> [STORED DATA]:
◆ ◆ ◆ ◆

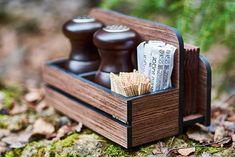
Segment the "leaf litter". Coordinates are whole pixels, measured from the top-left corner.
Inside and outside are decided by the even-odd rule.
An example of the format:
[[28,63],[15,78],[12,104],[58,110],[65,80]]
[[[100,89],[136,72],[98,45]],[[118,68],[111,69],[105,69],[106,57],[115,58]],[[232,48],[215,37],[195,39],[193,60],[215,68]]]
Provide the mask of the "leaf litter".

◆ ◆ ◆ ◆

> [WHAT YOU NEED TO DO]: Rewrite these lines with "leaf litter" renamed to "fallen leaves" and nothing else changed. Omit the pictures.

> [WRITTEN SOLUTION]:
Segment the "fallen leaves". Coordinates are whole pixels, measured from the top-left corner.
Inside and outside are decided by the even-odd rule.
An example of the format:
[[28,63],[15,78],[12,104],[58,110],[65,80]]
[[[100,89],[136,72],[98,45]],[[118,68],[111,69],[105,69],[106,57],[115,58]],[[232,48],[215,37],[195,39],[193,60],[215,68]]]
Provide the mask of the "fallen leaves".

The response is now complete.